(Recorded data)

────────

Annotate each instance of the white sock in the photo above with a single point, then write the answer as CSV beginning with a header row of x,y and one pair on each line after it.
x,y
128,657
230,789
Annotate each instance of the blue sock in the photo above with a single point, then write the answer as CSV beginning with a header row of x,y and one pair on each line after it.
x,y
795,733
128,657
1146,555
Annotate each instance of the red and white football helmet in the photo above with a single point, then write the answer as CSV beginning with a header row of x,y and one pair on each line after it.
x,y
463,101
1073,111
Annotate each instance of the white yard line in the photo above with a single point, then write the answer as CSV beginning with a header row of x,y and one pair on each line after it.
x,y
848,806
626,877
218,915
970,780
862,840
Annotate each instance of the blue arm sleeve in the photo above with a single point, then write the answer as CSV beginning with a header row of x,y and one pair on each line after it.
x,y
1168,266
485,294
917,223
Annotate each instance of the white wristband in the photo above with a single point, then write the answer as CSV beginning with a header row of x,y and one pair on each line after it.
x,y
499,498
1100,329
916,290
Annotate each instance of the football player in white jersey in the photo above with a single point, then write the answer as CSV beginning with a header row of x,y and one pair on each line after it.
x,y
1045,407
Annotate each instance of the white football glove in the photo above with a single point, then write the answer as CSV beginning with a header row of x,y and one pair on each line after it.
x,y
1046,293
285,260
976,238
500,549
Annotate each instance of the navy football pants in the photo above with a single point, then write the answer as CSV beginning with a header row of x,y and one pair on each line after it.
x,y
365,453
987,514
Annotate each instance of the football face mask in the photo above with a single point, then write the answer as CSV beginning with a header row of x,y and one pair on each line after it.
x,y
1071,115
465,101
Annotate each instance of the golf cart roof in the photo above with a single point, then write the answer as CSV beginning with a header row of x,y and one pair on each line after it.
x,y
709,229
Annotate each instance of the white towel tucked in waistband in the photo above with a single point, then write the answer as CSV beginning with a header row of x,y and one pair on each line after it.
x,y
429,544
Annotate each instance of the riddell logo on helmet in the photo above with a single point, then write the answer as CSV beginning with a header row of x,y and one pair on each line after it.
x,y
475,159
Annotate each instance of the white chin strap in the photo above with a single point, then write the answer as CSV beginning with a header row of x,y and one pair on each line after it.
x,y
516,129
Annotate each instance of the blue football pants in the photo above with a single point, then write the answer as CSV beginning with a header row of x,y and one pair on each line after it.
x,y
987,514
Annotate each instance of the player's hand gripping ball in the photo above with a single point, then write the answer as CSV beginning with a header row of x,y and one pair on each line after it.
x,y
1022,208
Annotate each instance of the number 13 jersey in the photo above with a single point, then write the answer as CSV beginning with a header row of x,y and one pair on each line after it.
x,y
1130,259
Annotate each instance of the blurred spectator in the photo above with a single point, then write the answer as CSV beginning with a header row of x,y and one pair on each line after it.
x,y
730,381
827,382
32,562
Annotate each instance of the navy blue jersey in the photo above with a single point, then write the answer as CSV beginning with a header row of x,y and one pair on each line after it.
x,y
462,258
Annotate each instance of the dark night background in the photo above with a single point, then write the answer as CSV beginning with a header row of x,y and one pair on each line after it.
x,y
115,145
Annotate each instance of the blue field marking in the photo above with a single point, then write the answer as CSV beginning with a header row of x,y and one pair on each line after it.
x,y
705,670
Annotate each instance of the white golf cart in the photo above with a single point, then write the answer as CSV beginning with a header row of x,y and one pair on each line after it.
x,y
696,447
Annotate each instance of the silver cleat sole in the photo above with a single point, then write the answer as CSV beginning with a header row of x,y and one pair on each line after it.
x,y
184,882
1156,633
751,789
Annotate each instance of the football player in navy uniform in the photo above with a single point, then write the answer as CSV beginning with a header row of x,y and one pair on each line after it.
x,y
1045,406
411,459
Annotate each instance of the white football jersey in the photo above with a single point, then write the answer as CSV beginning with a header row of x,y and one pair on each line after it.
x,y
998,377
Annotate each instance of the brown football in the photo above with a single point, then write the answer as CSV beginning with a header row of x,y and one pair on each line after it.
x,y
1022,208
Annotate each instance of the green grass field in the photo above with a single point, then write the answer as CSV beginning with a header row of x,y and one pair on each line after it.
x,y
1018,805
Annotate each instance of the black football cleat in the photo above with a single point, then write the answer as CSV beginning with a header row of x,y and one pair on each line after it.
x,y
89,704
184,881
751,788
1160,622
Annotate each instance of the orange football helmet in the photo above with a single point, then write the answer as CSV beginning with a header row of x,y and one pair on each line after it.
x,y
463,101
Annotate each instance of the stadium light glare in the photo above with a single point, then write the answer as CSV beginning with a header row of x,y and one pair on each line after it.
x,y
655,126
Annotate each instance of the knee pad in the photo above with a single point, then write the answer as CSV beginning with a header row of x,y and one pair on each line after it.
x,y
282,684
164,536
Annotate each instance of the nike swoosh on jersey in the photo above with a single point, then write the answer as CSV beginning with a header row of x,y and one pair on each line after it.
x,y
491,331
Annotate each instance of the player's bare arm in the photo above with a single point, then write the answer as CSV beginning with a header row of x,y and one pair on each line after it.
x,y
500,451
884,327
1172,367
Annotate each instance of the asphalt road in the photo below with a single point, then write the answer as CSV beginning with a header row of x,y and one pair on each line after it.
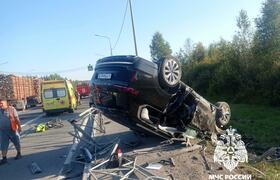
x,y
47,149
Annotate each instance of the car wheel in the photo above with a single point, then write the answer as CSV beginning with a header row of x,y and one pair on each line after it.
x,y
71,110
223,114
170,72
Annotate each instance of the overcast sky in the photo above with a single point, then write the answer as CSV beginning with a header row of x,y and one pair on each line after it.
x,y
45,36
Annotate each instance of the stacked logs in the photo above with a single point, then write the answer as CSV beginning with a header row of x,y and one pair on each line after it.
x,y
18,88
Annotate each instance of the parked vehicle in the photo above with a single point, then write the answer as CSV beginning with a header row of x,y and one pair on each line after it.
x,y
31,101
83,89
153,96
58,96
17,89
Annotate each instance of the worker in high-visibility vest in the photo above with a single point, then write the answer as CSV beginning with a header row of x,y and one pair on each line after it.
x,y
9,130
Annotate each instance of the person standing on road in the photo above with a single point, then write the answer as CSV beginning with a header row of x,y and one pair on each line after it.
x,y
9,130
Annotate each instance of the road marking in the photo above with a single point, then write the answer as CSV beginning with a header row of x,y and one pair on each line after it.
x,y
35,119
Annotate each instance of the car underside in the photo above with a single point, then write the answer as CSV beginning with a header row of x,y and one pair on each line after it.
x,y
151,96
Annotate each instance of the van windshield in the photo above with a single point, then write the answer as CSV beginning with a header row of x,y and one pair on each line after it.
x,y
54,93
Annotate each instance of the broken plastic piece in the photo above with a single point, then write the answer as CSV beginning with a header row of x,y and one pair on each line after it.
x,y
155,166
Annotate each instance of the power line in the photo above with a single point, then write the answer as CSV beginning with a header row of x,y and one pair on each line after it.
x,y
45,73
120,32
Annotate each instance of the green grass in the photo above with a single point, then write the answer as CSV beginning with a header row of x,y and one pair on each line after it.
x,y
262,123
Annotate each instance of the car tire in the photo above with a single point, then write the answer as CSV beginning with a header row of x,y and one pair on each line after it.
x,y
170,73
71,110
223,114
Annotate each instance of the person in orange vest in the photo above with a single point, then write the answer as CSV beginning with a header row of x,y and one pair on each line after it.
x,y
9,130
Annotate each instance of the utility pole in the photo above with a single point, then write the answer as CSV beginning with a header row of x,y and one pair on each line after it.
x,y
132,23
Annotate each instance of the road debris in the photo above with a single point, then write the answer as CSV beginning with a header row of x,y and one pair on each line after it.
x,y
202,153
34,168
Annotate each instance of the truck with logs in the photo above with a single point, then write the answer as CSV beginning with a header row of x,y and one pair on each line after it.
x,y
22,92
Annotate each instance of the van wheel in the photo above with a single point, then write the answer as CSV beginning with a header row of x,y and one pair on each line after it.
x,y
71,110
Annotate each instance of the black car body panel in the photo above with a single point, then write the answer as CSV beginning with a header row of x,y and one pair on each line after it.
x,y
129,85
131,77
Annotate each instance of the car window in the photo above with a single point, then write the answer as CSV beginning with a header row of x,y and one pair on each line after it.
x,y
48,93
60,92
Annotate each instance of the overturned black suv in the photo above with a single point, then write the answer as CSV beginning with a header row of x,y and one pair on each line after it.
x,y
153,97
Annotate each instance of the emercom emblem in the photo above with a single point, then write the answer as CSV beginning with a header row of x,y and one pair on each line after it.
x,y
230,150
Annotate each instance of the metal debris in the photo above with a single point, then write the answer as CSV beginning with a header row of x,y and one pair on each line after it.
x,y
34,168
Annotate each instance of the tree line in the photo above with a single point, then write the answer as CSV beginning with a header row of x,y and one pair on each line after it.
x,y
245,69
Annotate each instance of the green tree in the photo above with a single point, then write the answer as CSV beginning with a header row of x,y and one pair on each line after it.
x,y
267,38
159,47
184,54
198,53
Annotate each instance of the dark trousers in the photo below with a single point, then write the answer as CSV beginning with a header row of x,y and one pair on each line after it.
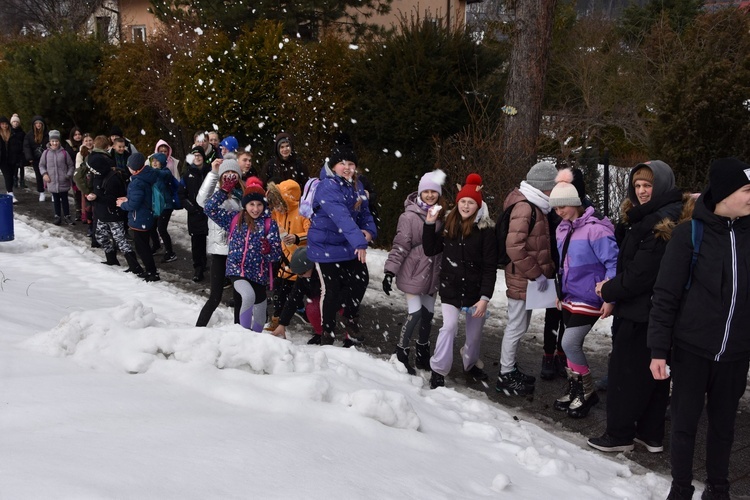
x,y
39,178
198,250
143,249
343,285
553,330
7,170
720,385
636,403
61,200
160,229
217,277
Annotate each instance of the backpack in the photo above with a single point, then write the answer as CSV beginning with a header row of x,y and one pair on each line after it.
x,y
501,231
308,195
158,202
697,238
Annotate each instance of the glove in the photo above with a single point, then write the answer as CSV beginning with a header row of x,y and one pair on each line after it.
x,y
542,283
229,182
388,282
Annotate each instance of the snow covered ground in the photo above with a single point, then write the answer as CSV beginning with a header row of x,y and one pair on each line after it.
x,y
107,390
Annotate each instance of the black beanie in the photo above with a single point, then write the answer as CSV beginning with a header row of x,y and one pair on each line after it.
x,y
726,176
340,154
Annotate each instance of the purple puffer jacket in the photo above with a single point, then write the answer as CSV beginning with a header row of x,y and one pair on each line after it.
x,y
415,273
591,257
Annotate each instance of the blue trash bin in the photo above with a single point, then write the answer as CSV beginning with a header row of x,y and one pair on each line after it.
x,y
6,217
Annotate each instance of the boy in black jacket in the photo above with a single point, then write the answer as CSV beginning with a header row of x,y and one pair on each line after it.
x,y
190,184
701,312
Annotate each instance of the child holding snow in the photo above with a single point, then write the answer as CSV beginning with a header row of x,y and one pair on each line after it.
x,y
416,275
57,169
588,255
467,277
305,293
254,244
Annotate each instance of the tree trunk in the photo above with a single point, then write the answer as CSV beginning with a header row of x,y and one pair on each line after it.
x,y
531,39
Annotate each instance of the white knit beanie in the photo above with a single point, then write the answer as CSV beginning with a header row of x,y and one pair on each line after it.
x,y
564,194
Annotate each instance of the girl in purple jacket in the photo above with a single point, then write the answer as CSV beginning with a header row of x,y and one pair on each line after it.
x,y
588,255
417,275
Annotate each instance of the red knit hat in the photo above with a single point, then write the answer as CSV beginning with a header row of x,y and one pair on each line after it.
x,y
472,189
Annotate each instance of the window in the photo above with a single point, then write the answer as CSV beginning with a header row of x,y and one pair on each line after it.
x,y
102,27
139,33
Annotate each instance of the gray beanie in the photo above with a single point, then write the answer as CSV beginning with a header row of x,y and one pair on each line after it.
x,y
542,176
230,166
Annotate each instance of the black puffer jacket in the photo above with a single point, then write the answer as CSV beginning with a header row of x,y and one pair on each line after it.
x,y
469,265
647,229
711,318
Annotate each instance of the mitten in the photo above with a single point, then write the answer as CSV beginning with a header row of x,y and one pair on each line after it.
x,y
229,182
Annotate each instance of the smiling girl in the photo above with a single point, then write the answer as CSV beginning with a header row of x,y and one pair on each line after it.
x,y
253,242
467,277
588,255
416,275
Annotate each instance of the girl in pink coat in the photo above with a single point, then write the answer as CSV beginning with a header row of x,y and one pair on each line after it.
x,y
416,275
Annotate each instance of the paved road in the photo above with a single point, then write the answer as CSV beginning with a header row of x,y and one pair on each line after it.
x,y
382,322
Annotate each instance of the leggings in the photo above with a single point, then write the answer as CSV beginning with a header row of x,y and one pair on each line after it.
x,y
253,307
110,233
59,199
442,359
576,328
217,277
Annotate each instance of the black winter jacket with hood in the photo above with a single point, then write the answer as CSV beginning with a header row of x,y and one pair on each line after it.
x,y
711,318
647,229
469,265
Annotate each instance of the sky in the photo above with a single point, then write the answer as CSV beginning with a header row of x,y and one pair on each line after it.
x,y
107,390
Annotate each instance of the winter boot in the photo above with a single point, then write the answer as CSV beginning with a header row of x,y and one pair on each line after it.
x,y
585,397
422,356
133,265
563,402
514,383
678,492
402,354
272,325
327,338
475,374
111,259
715,492
352,334
548,367
436,380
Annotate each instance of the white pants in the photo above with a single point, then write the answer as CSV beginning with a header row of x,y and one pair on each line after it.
x,y
518,324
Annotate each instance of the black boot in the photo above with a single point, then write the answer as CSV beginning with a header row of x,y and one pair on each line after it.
x,y
198,275
402,354
422,356
715,492
111,259
133,265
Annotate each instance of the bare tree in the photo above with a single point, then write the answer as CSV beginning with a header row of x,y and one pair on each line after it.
x,y
530,37
46,16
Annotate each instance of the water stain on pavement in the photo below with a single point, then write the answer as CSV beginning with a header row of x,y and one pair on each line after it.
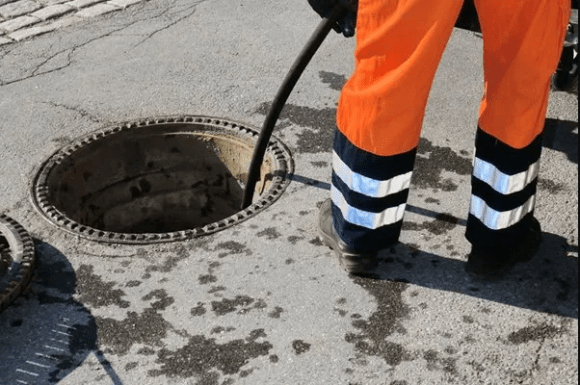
x,y
232,247
442,224
204,358
97,293
334,81
164,301
270,233
535,333
242,304
300,347
147,328
432,161
372,335
436,363
321,123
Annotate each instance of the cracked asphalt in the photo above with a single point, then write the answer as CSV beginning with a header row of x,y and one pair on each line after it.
x,y
264,302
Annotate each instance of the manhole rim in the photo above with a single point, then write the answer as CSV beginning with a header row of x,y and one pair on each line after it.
x,y
280,182
21,245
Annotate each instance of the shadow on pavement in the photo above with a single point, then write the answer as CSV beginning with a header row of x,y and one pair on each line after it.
x,y
559,135
548,283
46,334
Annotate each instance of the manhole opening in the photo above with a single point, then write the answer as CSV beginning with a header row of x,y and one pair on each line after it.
x,y
158,180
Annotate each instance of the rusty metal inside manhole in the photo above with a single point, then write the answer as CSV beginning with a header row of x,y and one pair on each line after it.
x,y
158,180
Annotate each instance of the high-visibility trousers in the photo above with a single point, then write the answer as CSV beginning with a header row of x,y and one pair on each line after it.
x,y
381,110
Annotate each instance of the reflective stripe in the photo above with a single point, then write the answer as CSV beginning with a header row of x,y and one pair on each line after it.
x,y
365,219
367,186
496,220
503,183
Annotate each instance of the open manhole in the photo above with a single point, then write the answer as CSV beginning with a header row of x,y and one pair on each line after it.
x,y
158,180
16,260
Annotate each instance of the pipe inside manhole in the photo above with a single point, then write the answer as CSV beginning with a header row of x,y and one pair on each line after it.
x,y
158,180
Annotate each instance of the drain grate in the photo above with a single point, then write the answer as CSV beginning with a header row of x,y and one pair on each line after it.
x,y
16,260
158,180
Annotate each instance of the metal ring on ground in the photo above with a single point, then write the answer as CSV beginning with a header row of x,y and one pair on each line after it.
x,y
158,180
16,260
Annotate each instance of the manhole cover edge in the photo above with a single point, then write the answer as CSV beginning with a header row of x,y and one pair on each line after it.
x,y
280,153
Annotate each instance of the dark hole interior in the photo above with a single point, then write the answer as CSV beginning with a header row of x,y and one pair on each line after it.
x,y
155,179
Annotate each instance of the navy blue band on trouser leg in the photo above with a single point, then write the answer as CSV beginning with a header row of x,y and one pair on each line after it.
x,y
369,195
504,186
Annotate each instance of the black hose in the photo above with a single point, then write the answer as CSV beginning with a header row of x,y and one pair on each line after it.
x,y
283,93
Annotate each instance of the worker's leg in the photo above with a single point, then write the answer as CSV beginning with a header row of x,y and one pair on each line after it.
x,y
522,45
380,114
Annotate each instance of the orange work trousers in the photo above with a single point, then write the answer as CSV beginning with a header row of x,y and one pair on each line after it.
x,y
381,110
400,44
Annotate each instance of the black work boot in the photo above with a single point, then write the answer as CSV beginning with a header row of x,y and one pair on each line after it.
x,y
351,261
493,264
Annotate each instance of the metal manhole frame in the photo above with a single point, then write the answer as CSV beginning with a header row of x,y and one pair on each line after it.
x,y
284,170
21,248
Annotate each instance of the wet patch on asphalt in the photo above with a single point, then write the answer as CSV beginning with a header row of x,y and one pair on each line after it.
x,y
321,123
300,347
535,333
163,300
551,186
442,224
334,81
270,233
373,332
147,328
432,161
437,363
92,290
231,248
207,360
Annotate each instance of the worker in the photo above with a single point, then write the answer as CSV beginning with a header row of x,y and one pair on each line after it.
x,y
399,44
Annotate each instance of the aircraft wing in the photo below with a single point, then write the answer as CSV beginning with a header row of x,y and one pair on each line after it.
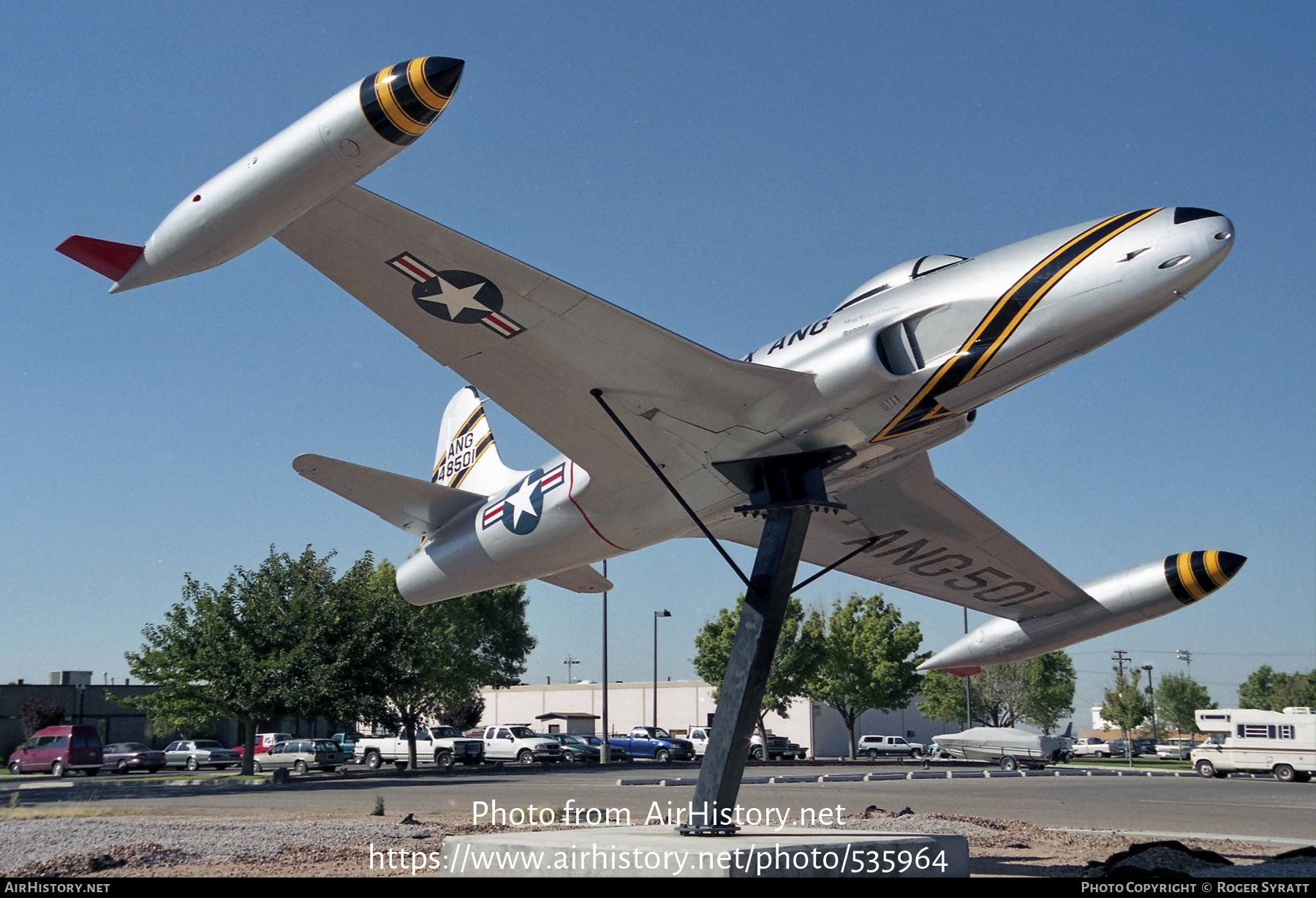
x,y
537,345
934,543
419,508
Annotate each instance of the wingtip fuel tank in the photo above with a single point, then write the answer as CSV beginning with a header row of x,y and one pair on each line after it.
x,y
1119,600
333,146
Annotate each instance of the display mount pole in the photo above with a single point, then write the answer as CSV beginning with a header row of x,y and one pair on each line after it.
x,y
784,490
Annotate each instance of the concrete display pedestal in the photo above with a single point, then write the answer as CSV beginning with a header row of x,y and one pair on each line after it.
x,y
662,852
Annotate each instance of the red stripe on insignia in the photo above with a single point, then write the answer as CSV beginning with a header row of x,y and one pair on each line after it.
x,y
414,269
500,324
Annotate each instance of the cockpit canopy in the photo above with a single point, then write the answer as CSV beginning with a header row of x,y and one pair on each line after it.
x,y
901,274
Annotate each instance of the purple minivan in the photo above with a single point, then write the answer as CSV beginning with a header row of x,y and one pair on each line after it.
x,y
58,750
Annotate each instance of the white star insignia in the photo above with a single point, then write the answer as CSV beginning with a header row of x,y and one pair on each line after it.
x,y
520,502
457,301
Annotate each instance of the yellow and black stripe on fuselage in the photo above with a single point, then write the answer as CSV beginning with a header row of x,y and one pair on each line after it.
x,y
1002,320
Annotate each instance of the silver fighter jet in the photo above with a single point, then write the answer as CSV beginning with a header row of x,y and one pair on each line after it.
x,y
899,366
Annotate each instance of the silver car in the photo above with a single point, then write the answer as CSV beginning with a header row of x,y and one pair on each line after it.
x,y
302,755
197,753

────────

- _Instructions for the task_: This exercise asks for an exact repeat of the lines from the one holding "Annotate each instance of the silver fighter" through the end of the data above.

- _Solved problem_:
Annotate each instance of the silver fighter jet in the photo above with a single point, then write the answer as CSV beginning with a header row of x,y and one pair on each line after it.
x,y
899,366
Annotate each instance of the silver car in the photo above with a single point, then write the answer as CSV beginning with a header row of x,y and one pair on each line after it.
x,y
302,755
197,753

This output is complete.